[ENTRIES SUPPLIED — start]

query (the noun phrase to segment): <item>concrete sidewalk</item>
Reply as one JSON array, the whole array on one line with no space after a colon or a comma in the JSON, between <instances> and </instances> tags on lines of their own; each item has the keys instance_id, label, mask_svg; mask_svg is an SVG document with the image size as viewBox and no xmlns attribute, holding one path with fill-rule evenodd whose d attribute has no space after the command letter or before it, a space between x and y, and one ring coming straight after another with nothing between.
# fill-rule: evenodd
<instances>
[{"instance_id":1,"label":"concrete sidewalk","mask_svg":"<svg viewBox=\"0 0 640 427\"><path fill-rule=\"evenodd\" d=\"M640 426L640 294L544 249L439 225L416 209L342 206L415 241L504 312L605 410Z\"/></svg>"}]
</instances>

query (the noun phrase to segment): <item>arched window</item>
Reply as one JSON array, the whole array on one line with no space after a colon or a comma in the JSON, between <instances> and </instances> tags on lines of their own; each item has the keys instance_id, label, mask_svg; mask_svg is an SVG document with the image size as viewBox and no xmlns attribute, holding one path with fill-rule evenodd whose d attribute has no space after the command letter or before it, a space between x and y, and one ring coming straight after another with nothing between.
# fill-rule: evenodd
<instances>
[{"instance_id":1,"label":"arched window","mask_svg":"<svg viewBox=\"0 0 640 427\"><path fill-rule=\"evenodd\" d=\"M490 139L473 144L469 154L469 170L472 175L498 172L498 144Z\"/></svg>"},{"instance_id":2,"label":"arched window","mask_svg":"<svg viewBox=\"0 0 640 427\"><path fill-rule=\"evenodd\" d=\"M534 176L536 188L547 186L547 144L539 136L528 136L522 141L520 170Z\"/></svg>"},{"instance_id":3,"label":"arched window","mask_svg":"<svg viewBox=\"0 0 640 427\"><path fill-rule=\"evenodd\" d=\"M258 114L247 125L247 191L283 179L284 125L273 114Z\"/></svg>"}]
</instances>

[ENTRIES SUPPLIED — finish]
[ENTRIES SUPPLIED — start]

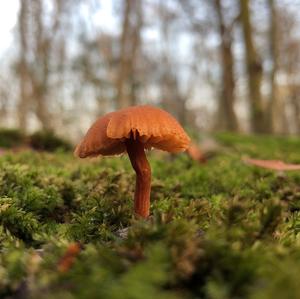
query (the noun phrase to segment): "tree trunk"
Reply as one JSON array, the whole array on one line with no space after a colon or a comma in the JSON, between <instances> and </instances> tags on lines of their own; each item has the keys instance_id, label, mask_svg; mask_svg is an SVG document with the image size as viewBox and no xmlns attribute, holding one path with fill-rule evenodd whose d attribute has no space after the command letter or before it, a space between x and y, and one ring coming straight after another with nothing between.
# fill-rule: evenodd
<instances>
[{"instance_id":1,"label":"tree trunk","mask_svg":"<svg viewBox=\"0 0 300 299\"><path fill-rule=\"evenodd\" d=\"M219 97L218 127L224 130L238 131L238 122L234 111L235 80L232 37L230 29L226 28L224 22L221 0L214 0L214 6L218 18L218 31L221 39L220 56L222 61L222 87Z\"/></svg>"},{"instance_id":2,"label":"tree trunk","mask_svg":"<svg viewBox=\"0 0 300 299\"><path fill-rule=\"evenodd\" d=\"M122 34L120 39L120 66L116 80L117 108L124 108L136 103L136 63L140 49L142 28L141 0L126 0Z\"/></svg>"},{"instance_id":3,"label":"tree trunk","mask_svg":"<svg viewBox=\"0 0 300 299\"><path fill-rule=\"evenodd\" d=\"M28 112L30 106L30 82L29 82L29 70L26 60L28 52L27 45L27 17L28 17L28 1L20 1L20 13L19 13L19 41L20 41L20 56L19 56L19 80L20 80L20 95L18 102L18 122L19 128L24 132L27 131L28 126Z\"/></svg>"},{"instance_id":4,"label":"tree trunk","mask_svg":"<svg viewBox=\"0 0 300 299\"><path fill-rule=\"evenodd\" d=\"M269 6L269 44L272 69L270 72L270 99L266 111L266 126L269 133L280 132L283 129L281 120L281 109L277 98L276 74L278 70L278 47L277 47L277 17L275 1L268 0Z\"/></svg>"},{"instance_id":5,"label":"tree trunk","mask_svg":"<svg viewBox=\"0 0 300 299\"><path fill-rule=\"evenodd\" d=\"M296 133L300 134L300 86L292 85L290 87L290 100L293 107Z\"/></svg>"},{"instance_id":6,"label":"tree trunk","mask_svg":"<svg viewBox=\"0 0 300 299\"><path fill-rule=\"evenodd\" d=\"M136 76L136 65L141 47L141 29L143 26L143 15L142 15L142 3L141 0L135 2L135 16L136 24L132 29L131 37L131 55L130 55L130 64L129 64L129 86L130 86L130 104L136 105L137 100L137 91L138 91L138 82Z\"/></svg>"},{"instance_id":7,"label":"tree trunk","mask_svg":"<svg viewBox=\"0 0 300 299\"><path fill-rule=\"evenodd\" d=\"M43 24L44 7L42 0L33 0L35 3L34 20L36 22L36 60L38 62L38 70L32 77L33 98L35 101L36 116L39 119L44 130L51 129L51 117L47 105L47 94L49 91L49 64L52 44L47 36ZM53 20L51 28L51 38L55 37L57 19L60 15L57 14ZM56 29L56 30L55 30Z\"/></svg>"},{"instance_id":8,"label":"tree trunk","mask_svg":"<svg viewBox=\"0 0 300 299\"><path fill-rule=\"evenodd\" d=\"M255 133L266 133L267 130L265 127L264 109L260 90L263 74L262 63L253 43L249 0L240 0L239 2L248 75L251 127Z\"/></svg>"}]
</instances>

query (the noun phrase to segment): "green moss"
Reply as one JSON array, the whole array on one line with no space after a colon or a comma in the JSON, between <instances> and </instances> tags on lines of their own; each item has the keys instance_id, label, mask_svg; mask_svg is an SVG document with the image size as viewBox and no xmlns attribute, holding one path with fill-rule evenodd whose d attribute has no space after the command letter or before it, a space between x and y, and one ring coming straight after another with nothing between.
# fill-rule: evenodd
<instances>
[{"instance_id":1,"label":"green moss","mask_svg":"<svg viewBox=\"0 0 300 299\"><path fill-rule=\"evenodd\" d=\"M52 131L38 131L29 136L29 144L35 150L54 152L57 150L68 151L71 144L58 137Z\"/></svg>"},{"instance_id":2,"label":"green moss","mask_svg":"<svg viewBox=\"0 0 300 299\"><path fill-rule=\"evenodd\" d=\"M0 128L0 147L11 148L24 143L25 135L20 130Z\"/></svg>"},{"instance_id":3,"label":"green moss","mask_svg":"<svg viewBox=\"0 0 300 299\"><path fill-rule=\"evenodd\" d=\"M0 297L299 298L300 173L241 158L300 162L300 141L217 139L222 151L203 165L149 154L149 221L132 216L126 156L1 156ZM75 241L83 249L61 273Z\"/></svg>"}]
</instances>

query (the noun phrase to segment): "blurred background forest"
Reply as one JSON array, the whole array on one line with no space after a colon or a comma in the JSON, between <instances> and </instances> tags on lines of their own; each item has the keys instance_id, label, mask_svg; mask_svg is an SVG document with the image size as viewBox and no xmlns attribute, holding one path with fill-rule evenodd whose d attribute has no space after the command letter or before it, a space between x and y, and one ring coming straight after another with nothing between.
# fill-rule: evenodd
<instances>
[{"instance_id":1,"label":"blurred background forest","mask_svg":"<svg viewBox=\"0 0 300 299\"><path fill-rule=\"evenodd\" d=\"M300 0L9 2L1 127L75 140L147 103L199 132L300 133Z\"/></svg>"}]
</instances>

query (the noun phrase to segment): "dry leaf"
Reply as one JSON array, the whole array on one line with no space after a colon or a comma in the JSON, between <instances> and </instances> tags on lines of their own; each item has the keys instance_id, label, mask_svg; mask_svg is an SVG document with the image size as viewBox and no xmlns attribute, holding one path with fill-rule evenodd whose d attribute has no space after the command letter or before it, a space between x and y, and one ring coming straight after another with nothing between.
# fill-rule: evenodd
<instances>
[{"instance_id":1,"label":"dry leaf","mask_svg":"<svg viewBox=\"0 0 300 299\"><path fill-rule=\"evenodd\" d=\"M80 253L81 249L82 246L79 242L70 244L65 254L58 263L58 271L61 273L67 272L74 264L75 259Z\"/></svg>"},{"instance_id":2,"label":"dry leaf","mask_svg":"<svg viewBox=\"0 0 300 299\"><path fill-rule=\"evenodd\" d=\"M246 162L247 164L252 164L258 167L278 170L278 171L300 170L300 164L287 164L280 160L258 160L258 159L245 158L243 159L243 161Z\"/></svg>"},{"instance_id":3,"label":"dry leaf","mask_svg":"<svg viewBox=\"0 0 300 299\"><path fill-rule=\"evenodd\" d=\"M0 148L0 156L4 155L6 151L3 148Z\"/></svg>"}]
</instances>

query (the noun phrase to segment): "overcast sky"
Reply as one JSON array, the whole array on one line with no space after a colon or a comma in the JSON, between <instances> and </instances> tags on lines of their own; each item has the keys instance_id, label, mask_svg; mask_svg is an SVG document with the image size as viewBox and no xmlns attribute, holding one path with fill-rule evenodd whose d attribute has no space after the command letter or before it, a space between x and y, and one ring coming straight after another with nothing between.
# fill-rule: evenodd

[ENTRIES SUPPLIED — finish]

#### TASK ITEM
Check each line of the entries above for the word "phrase". List the ones that have it.

#### PROBLEM SOLUTION
query (the noun phrase to segment): <item>concrete sidewalk</item>
query (the noun phrase to segment): <item>arched window</item>
query (the noun phrase to segment): "tree trunk"
query (the noun phrase to segment): "green moss"
query (the noun phrase to segment): "blurred background forest"
query (the noun phrase to segment): "dry leaf"
query (the noun phrase to segment): "overcast sky"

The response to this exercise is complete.